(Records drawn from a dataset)
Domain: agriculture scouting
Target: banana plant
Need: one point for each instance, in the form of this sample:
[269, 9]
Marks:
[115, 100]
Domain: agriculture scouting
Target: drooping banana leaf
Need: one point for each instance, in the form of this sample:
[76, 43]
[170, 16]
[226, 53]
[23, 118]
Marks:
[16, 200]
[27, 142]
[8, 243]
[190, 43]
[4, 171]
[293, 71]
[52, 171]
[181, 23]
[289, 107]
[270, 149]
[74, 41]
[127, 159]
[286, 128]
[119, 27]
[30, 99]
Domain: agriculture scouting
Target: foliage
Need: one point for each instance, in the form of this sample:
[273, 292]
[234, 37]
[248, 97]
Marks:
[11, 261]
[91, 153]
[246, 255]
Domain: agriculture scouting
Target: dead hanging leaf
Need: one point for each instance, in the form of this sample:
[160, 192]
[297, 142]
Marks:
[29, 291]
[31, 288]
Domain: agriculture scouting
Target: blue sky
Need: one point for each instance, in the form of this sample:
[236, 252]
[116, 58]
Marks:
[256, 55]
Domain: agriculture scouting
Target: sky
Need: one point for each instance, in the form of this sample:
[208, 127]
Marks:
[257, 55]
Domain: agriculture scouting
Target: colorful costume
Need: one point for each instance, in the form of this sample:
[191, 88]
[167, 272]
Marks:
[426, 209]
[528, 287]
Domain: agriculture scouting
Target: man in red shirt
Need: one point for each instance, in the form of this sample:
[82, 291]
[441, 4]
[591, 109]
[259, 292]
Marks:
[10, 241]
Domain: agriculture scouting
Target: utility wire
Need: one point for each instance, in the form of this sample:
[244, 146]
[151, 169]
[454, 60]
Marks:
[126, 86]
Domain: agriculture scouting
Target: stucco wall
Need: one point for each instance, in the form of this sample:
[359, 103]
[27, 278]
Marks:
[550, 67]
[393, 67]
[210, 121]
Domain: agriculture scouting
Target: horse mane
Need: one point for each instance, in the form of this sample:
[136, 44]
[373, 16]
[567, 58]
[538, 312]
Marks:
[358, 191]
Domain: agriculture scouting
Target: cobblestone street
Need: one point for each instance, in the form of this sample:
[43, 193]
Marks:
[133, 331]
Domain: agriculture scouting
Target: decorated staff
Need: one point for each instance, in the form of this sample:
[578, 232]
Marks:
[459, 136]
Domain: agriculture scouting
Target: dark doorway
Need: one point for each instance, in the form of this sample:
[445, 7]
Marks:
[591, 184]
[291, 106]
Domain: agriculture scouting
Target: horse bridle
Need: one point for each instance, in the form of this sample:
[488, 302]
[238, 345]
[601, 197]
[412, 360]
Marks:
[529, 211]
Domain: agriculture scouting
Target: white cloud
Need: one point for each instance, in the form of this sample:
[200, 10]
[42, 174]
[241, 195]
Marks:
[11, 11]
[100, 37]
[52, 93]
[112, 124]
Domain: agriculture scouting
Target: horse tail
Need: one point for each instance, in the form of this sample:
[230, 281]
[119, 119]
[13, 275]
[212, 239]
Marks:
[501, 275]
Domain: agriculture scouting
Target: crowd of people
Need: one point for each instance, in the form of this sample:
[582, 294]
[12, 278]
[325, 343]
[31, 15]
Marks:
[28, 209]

* Task objective *
In full and word for word, write out the data above.

* Answer section *
Domain: agriculture scouting
Target: banana plant
Need: one point for each instance, in the form of this sample:
[269, 9]
Marks:
[115, 100]
Domain: agriculture scouting
Target: drooping banana leaf
Need: one point for each instance, in the form of this sample:
[76, 43]
[170, 16]
[226, 53]
[23, 118]
Marks:
[16, 200]
[27, 142]
[8, 243]
[190, 43]
[4, 171]
[293, 71]
[52, 171]
[181, 23]
[289, 107]
[270, 149]
[74, 41]
[127, 159]
[286, 128]
[119, 27]
[30, 99]
Domain: agriculture scouting
Target: foliage
Need: one point for each instance, in the form of this sample:
[273, 292]
[234, 37]
[248, 97]
Marks:
[11, 261]
[91, 153]
[246, 255]
Domain: agriculture scouting
Target: dead hanging leaf
Need: one point for each instance, in the form of this sample:
[160, 192]
[297, 142]
Marks:
[29, 291]
[31, 288]
Domain: agriculture scouting
Target: blue sky
Need: one point for each instance, in the form of this sample:
[236, 252]
[116, 58]
Marks:
[256, 55]
Domain: agriculture scouting
Target: sky
Need: one point for each instance, in the form of this sample:
[208, 127]
Marks:
[257, 55]
Domain: agriculture scouting
Target: colorful costume
Need: one point for each instance, in the form of this sample:
[191, 88]
[167, 272]
Marks:
[426, 209]
[528, 287]
Domain: agriculture scouting
Target: man in red shirt
Need: one point for each instance, in the form of this sample:
[82, 291]
[441, 4]
[591, 109]
[259, 292]
Marks:
[10, 241]
Domain: agriculture scouting
Target: utility wire
Need: one point for each instance, in the form of this sample:
[244, 146]
[151, 169]
[454, 60]
Marks:
[126, 86]
Domain: agriculture scouting
Target: stucco wall
Need: one point for each instance, in the form of this sample:
[359, 103]
[27, 278]
Marks:
[550, 67]
[393, 67]
[210, 121]
Domain: agriculture scouting
Target: horse mane
Need: one point for each instance, in the form of this sample:
[136, 44]
[373, 16]
[567, 58]
[538, 312]
Marks:
[358, 191]
Domain: agriculture scouting
Target: cobblestone street
Need: one point for each instance, in the form of this sample:
[43, 193]
Marks:
[133, 331]
Domain: agriculture scouting
Target: decorated staff
Need: one point for each instance, in the form of this sample:
[578, 232]
Marks:
[459, 136]
Domain: agriculture scouting
Target: dark doorway
Need: one point for each instance, in the form of this sample:
[445, 7]
Marks:
[591, 184]
[291, 106]
Domain: agriculture scouting
Target: horse bridle
Need: one point for each instance, in the form of this sample:
[488, 302]
[238, 345]
[601, 197]
[412, 360]
Marks:
[529, 211]
Domain: agriculture scouting
Target: white cloud
Need: one point for each instance, in the form of this sample:
[200, 10]
[42, 174]
[241, 195]
Marks:
[11, 11]
[100, 37]
[52, 93]
[112, 124]
Domain: agriculture scouting
Target: horse tail
Need: one point for each instance, in the form of this sample:
[230, 281]
[119, 119]
[13, 275]
[212, 239]
Marks:
[501, 275]
Domain: agriculture scouting
Target: crowd of people
Need: one point for each instance, in the form of this sample:
[582, 294]
[12, 278]
[325, 343]
[31, 15]
Marks:
[28, 209]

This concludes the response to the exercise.